(Exercise materials)
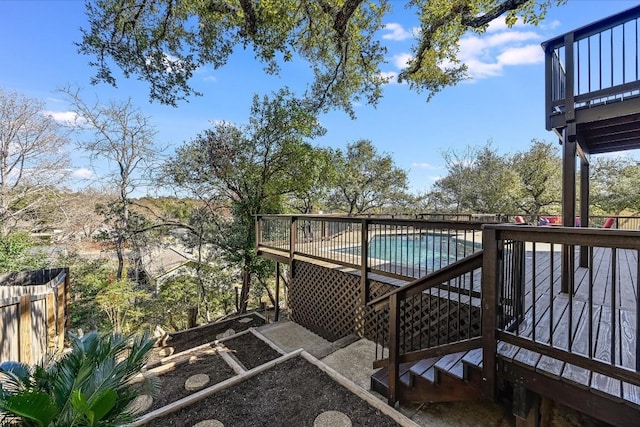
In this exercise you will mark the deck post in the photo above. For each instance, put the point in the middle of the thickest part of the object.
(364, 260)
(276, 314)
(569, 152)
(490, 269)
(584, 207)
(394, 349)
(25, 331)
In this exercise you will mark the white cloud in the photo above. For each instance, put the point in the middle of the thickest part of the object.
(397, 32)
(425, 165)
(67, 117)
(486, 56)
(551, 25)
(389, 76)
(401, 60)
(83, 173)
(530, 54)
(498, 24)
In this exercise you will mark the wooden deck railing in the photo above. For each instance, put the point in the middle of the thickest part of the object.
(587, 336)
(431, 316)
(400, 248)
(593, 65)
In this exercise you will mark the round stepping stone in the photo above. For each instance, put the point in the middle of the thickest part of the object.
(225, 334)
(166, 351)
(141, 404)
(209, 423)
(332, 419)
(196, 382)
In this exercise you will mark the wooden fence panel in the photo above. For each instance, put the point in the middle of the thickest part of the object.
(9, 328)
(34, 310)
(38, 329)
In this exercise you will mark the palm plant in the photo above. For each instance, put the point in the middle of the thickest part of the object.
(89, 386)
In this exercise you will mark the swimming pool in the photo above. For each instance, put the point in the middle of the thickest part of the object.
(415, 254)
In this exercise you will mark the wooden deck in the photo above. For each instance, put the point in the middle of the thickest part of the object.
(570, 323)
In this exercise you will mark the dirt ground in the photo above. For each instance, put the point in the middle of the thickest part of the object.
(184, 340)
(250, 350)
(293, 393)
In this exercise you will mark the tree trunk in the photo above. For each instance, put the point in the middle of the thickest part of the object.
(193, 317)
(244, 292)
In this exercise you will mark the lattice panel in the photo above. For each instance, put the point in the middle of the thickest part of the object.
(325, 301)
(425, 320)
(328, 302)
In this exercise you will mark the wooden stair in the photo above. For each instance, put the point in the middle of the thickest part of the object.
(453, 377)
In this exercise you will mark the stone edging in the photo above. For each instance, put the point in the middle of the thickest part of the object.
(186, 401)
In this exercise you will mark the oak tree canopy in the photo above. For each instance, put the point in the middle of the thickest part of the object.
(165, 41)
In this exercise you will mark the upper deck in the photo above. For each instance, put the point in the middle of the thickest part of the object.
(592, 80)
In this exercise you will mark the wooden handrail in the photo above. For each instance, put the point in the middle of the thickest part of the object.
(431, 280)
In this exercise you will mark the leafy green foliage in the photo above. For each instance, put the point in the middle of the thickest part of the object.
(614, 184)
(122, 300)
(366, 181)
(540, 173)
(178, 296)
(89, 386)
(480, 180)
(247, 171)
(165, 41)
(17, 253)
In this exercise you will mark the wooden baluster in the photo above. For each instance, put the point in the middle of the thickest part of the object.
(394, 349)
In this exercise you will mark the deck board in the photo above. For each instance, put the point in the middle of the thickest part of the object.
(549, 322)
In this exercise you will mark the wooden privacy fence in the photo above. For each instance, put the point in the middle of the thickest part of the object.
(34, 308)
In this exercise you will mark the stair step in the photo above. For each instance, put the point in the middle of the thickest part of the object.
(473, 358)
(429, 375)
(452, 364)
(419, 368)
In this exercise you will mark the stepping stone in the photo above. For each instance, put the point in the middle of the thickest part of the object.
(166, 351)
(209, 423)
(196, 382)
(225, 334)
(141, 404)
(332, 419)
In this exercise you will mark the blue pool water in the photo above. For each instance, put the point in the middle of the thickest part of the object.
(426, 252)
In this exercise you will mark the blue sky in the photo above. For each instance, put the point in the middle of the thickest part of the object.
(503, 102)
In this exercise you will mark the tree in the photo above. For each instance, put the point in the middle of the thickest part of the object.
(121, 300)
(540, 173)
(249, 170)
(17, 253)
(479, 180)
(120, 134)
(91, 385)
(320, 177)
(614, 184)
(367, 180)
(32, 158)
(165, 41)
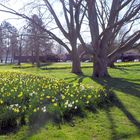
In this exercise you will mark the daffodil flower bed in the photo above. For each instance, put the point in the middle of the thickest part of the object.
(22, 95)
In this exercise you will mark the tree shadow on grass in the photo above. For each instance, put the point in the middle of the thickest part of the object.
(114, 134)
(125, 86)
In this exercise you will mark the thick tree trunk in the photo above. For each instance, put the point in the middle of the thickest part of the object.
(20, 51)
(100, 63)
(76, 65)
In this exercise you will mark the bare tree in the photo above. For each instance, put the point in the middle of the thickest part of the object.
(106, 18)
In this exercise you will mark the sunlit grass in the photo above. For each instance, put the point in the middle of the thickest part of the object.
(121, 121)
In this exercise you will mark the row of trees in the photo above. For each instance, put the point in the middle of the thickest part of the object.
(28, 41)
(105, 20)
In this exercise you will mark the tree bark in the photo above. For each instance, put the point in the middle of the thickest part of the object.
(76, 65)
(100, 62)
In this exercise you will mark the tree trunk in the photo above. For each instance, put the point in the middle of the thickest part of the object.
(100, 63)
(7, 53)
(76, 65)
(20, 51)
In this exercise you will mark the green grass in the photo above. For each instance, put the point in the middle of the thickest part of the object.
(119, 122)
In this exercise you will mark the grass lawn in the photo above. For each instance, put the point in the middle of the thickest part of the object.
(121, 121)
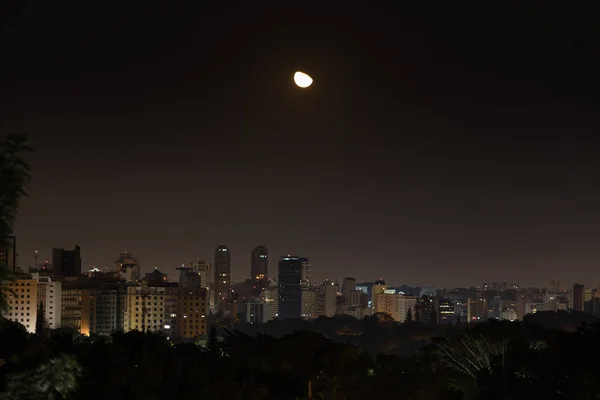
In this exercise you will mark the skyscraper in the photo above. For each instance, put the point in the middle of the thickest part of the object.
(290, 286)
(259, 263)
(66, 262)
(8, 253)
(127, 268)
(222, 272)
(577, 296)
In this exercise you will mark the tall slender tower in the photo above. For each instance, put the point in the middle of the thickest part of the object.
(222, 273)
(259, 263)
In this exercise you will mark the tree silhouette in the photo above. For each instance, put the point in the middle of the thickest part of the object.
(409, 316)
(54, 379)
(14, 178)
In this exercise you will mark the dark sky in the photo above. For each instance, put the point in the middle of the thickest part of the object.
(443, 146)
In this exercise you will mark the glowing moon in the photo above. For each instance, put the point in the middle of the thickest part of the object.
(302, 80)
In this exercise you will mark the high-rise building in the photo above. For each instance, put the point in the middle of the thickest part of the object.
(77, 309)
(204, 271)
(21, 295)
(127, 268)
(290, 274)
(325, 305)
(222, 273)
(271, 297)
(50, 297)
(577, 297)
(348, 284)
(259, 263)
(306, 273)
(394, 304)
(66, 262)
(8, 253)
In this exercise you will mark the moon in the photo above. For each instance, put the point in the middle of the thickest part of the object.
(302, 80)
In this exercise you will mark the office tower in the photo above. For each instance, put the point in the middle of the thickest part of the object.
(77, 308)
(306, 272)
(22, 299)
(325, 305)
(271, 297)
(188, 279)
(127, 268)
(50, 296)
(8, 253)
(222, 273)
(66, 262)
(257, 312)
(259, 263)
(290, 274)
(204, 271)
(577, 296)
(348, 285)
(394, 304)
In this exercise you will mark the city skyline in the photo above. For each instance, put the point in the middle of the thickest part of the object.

...

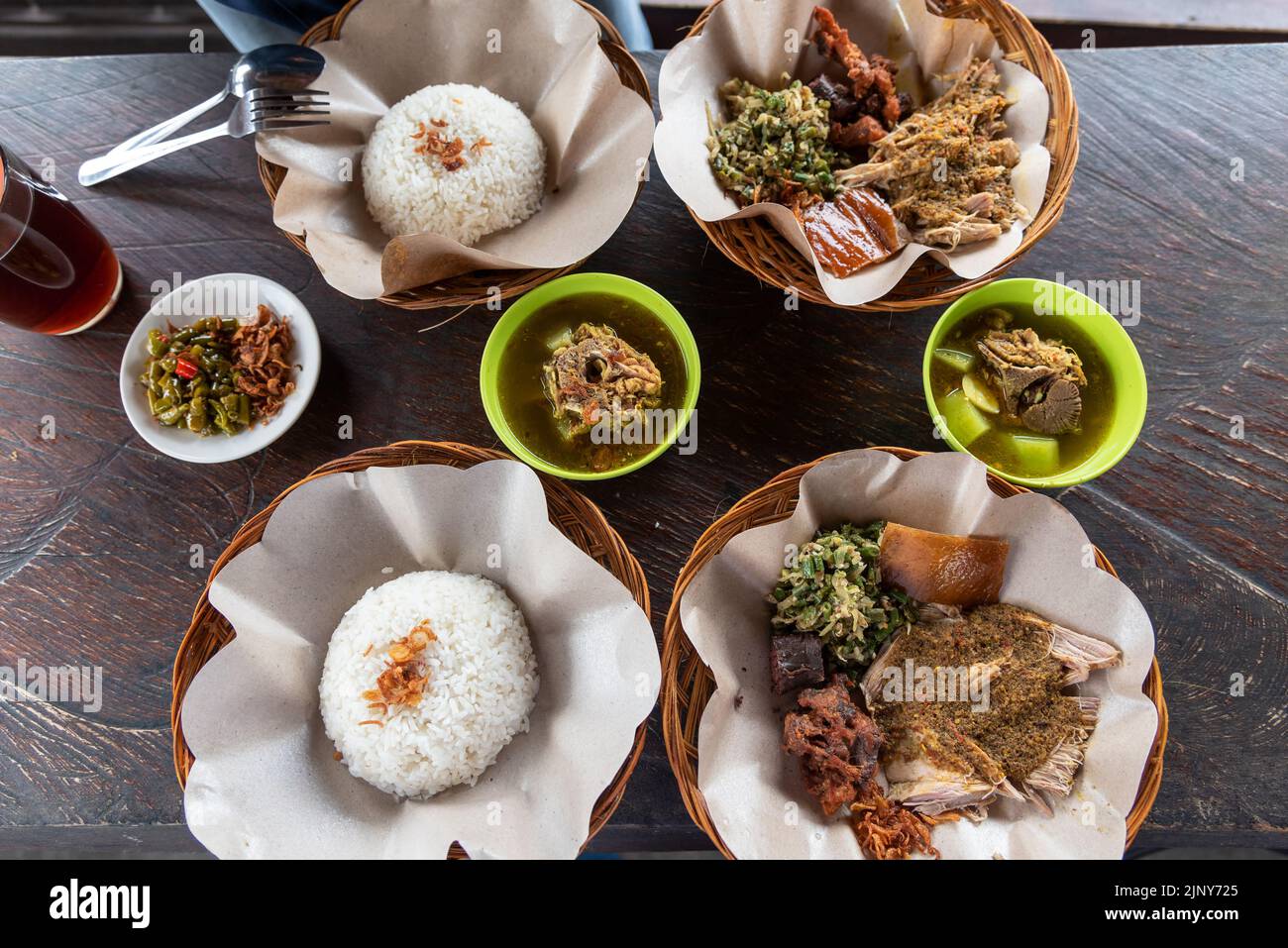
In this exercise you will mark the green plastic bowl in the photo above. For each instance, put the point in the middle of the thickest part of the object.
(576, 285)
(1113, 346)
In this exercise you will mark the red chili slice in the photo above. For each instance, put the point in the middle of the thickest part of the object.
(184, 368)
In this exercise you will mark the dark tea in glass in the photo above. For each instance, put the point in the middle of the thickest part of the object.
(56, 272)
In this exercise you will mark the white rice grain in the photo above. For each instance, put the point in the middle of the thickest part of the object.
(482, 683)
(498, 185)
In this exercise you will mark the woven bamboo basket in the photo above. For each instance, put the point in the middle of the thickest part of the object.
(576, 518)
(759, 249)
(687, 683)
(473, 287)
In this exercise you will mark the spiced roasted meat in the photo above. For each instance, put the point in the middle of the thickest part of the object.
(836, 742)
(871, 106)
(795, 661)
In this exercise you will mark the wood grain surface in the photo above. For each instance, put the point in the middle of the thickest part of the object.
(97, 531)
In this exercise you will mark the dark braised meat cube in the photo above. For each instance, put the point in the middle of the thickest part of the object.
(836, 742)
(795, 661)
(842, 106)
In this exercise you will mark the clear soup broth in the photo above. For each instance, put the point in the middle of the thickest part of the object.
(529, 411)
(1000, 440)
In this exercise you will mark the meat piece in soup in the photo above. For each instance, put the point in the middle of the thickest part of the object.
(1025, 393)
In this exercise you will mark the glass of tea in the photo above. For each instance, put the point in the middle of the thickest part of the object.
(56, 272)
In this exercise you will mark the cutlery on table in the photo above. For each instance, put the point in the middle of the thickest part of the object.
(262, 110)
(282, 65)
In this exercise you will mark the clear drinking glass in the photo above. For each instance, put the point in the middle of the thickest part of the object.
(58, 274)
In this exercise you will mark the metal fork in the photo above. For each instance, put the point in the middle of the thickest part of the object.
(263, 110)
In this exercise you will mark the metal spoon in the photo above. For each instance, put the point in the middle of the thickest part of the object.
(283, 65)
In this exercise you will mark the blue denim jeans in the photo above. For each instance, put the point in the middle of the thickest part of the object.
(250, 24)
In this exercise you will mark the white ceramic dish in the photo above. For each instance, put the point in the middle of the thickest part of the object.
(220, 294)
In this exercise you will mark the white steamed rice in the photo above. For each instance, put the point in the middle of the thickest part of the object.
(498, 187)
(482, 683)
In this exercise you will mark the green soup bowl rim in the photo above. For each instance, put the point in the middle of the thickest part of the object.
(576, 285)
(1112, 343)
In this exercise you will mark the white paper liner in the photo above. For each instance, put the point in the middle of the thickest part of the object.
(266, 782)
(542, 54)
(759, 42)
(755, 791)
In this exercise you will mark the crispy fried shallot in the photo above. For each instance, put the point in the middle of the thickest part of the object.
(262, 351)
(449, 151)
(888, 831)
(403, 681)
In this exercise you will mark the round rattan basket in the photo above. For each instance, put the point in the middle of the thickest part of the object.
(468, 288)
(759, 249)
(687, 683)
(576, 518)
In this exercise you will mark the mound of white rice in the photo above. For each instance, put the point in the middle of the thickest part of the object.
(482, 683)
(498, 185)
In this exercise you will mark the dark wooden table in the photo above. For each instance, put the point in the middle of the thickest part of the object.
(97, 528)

(What the task requires) State how many lines of the entries above contain the word "stepping". Reply with the number alone.

(Answer to this task) 2